# Activity:
Answer these questions using the passage below on the Right to Information Act and the higher judiciary, numbering each answer to match.
1. In what year was the Right to Information Act passed?
2. To what kind of bench did the Supreme Court recently refer the disclosure issue?
3. Under which section are personal details exempted from RTI?
====== Selected extract
One of the landmark legislations of the country which actually transformed the nature of governance in the country and brought in transparency and accountability is the Right to Information Act passed in 2005. This Act mandates timely response to the request of citizens for government information. However, there are still certain areas where RTI should be applicable or not is a matter of debate one of them being higher judiciary.
About 6 years back, there was an RTI request by petitioner Subhash Chandra Agarwal for the complete correspondence that was done between the Centre and the Supreme Court on the appointment of Justice H.L.Dattu, Justice A.K. Ganguly and Justice R.M. Lodha superseding the seniority of Justice A.P.Shah, Justice A.K. Patnaik and Justice V.K Gupta. There was an order of disclosure by Central Information Commission to the office of the Chief Justice of India to disclose the details. The order was challenged by the apex court and was referred to a three-judge Bench that time. Recently, the Supreme Court referred this issue to a five-judge Constitution Bench to decide whether the disclosure of information on appointments, transfers etc. would interfere in judicial independence or not
It needs to be noted here that judiciary is not an exception under RTI whose details like appointments, transfers or complaints against judges are not covered under any exemptions in RTI. Personal details though are exempted from RTI under Section 8 (1) (j). Certain institutions like RAW, CRPF, CISF etc. are exempted from RTI for obvious reasons but judiciary doesn’t find place there.
============
====== Input data
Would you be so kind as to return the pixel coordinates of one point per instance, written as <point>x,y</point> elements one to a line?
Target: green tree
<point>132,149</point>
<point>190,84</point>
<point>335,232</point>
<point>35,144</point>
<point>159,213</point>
============
# Exercise solution:
1. 2005
2. A five-judge Constitution Bench
3. Section 8 (1) (j)